* _Stored data_:

+ + + + + + +

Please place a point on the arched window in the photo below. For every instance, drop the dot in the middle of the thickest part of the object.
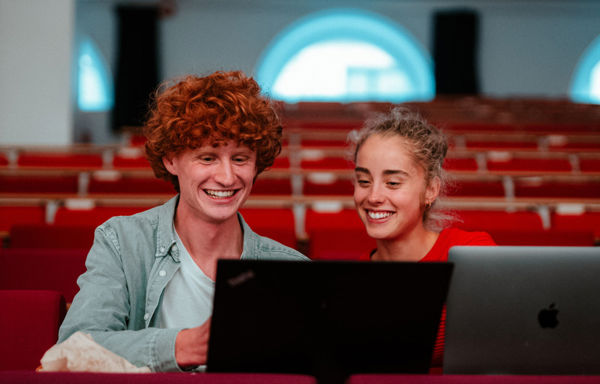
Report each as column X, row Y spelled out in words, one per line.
column 585, row 87
column 94, row 83
column 346, row 55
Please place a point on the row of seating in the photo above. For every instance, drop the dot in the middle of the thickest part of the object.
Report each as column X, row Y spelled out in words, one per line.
column 322, row 230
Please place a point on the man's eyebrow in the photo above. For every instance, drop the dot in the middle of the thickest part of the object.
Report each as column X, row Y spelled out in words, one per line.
column 395, row 172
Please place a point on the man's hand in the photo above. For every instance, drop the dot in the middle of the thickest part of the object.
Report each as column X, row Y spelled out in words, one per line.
column 191, row 346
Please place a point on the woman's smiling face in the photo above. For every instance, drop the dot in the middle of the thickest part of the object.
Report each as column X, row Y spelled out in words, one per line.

+ + + + + + +

* _Given request_: Copy the records above word for word, line by line, and omit the picture.

* _Output of the exercise_:
Please place a point on the arched window in the photo below. For every instance, drop the dot in the middle of the thickest part of the object.
Report each as column X, row Y spelled out in words, one per line.
column 585, row 87
column 94, row 83
column 346, row 55
Please place a point on the row of seating in the photo above. For every instance, drop the dot in the middle of the thickest part of the object.
Report each as column X, row Y spelled out in words, one per line.
column 322, row 230
Please place a point on the man's eyebrow in the photo above. For every instance, drop the dot in the middle of the thickest part of the object.
Report each as column X, row Y spelled out in words, one per line.
column 395, row 172
Please place a point on the man's hand in the photo above. For every instance, drop the dot in the middle of the thickest part of the object.
Report each as column X, row Y spelled out in words, one per line.
column 191, row 346
Please place a point on the woman's smiling face in the photo above. For every instance, drop the dot in the middle of the thickest part of the object.
Report each as column X, row Y spelled out in words, one per line.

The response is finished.